** BEGIN PROVIDED PASSAGE **

2016 Budha Subba Gold Cup

Tournament details
- Host country: Nepal
- City: Dharan
- Dates: 27 February to 5 March 2016
- Teams: 10
- Venue(s): ANFA Technical Center Dharan

Final positions
- Champions: Manang Marshyangdi Club (3rd title)
- Runners-up: Nepal Police Club

Tournament statistics
- Matches played: 7
- Goals scored: 25 (3.57 per match)
- Top scorer(s): Afeez Olawale (5 goals)
- Best player(s): Kiran Chemjong
- Best goalkeeper: Kiran Chemjong

= 2016 Budha Subba Gold Cup =

The 2016 Budha Subba Gold Cup was the 18th edition of the Budha Subba Gold Cup held in Dharan and sponsored by Red Bull. Eight teams from Nepal, Bhutan and India participated in the tournament. All matches were held at the ANFA Technical Center Dharan.

==Teams==

| Team | City |
|---|---|
| Dharan F.C. | Dharan |
| Manang Marshyangdi Club | Kathmandu |
| APF Club | Kathmandu |
| Nepal Police Club | Kathmandu |
| Pokhara XI | Pokhara |
| Rupandehi FC | Rupandehi |
| Bhutan XI | BHU Bhutan |
| Share FC | IND Kalimpong, India |

==Bracket==
The following is the bracket which the 2016 Budha Subba Gold Cup resembled. Numbers in parentheses next to the match score represent the results of a penalty shoot-out.

** END PROVIDED PASSAGE **

[SET OF TASKS]:
#1 According to the tournament statistics in the Budha Subba Gold Cup text, who was the top scorer?
#2 Write out every line of all the records below again, requests included, but shift each coordinate in the answer outlines by adding -113 to it. Omit the pictures from your reply.

** BEGIN DATA FOR THE TASK **

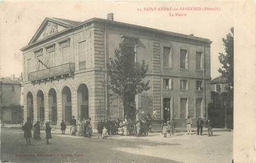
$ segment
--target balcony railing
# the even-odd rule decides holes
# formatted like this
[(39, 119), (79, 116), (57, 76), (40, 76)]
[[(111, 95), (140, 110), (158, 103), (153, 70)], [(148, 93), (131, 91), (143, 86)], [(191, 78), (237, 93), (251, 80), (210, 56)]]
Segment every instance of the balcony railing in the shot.
[(54, 78), (57, 76), (72, 76), (75, 72), (75, 63), (51, 67), (47, 69), (32, 72), (28, 74), (28, 80), (31, 82)]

** END DATA FOR THE TASK **

[CORRECT ANSWERS]:
#1 Afeez Olawale, with 5 goals.

#2
$ segment
--target balcony railing
# the even-odd rule decides holes
# formatted like this
[(39, 119), (79, 116), (57, 76), (40, 76)]
[[(111, 95), (140, 110), (158, 103), (153, 70)], [(148, 93), (131, 91), (143, 86)], [(191, 78), (237, 93), (251, 80), (210, 56)]]
Segment every instance of the balcony railing in the shot.
[(-59, -35), (-56, -37), (-41, -37), (-38, -41), (-38, -50), (-62, -46), (-66, -44), (-81, -41), (-85, -39), (-85, -33), (-82, -31)]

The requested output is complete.